» MATERIAL FOR THIS EXERCISE:
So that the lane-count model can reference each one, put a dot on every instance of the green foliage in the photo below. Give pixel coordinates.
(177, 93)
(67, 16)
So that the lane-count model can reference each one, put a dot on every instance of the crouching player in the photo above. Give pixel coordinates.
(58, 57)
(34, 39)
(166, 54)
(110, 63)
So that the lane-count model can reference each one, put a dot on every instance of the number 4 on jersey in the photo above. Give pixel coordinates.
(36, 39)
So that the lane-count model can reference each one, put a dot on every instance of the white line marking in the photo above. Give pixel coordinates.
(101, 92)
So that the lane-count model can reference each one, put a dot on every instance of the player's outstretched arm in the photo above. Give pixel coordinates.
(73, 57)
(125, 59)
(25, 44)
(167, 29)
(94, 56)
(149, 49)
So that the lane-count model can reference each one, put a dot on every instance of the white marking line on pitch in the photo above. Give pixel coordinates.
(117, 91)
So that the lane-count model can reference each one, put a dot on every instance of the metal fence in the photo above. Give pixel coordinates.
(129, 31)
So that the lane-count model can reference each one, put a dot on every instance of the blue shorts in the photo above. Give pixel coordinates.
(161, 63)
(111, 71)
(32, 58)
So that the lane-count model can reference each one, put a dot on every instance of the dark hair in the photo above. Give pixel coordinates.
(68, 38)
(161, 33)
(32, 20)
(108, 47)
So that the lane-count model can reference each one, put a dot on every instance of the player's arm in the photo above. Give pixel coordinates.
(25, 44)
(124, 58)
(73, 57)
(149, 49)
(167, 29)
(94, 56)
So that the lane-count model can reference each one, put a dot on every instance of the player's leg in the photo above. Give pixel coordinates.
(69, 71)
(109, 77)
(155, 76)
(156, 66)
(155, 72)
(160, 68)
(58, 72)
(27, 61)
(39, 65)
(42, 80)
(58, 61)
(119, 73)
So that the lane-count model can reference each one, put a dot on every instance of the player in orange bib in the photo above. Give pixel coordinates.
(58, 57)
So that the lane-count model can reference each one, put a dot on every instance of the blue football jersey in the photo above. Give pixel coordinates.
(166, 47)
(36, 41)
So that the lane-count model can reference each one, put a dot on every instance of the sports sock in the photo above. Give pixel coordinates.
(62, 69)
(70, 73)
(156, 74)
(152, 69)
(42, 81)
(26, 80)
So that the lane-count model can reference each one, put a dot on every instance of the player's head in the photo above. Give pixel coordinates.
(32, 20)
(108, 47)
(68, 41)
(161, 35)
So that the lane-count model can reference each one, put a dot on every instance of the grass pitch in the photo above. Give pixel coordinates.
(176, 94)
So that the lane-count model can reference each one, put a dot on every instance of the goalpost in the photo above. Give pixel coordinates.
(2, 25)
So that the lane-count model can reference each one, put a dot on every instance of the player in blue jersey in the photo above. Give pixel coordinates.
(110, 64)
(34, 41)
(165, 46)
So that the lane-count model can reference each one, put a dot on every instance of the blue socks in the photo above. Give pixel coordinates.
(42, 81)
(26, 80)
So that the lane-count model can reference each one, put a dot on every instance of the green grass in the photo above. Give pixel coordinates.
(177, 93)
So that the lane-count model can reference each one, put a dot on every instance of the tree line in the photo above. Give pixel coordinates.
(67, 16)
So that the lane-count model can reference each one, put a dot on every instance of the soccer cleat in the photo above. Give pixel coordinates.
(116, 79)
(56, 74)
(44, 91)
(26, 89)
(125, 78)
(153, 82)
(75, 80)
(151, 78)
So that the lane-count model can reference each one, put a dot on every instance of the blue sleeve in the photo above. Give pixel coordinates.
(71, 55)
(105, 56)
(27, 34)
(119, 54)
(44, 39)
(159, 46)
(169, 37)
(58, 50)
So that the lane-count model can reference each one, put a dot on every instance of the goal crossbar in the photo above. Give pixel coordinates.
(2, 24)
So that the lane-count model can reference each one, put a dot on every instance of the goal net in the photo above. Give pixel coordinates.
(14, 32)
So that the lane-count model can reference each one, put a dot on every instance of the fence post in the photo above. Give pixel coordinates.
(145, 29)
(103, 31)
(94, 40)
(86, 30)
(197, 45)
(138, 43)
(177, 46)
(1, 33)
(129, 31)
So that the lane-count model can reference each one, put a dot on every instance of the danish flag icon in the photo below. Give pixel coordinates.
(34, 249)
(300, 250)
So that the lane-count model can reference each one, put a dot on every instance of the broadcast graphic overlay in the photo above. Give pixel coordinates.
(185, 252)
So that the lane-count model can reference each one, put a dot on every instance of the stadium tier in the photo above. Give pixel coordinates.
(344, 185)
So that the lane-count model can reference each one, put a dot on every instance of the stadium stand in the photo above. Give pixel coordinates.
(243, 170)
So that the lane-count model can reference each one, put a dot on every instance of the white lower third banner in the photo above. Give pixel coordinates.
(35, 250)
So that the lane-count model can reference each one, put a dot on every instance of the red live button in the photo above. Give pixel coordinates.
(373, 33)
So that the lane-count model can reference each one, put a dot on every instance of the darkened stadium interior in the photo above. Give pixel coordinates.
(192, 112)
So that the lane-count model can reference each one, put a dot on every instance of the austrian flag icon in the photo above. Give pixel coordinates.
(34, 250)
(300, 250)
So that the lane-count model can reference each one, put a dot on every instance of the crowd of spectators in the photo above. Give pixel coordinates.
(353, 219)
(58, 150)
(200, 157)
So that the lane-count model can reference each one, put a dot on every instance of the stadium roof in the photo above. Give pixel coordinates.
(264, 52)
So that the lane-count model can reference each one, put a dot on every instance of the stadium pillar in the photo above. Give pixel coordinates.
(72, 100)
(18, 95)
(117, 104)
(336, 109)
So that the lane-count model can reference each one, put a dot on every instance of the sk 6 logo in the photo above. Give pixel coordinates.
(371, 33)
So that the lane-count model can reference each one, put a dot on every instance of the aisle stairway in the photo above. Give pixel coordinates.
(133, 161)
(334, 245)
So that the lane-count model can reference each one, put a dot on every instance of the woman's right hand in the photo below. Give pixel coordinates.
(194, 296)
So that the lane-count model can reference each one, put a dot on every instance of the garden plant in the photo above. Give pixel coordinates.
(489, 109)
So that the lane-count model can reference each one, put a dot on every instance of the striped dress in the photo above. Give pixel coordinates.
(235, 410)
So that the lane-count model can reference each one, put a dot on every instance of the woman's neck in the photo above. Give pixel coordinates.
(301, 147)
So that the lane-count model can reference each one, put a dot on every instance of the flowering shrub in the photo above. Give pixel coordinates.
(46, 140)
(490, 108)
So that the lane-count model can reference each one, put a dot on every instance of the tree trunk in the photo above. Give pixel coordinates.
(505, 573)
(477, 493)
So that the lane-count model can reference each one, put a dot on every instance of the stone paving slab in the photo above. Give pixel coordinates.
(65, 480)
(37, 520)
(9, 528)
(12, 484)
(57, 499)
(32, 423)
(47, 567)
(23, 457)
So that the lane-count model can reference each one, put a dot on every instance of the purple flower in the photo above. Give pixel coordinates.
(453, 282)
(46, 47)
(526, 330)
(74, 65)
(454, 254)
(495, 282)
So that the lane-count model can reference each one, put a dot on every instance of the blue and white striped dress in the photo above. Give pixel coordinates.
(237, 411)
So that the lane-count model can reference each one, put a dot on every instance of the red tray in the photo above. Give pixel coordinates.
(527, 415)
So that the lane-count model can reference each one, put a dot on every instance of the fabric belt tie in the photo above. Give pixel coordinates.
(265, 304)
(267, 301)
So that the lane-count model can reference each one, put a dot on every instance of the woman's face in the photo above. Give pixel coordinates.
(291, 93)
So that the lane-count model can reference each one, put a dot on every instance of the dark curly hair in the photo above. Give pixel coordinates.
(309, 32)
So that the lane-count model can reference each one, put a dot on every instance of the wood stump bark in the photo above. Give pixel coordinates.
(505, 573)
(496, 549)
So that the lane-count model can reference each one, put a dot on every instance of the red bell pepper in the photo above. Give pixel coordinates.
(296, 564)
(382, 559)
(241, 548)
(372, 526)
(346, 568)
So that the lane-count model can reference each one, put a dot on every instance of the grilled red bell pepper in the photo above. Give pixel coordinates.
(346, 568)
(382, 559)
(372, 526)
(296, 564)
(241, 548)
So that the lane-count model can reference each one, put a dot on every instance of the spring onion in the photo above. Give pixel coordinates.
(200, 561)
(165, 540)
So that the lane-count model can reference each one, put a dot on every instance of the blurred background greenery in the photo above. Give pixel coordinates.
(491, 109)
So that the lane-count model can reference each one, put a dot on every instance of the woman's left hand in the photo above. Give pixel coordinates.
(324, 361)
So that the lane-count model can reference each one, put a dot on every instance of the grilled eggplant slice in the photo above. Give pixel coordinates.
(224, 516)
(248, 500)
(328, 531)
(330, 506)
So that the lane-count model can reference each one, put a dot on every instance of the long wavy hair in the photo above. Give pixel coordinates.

» INSTRUCTION:
Retype, unchanged, the lines of the records above, from the line holding "slice in the photo above. Give pixel coordinates." through the end of the records, both ends included.

» WRITTEN RESPONSE:
So that the lane-count model can reference each one, put a dot on every instance of the grilled eggplant slice in the photo above. Give pixel coordinates.
(224, 516)
(248, 500)
(328, 531)
(330, 506)
So that the lane-count model can reference each one, put a dot on every instance of the long wavy hair in the photo above. Give pixel coordinates.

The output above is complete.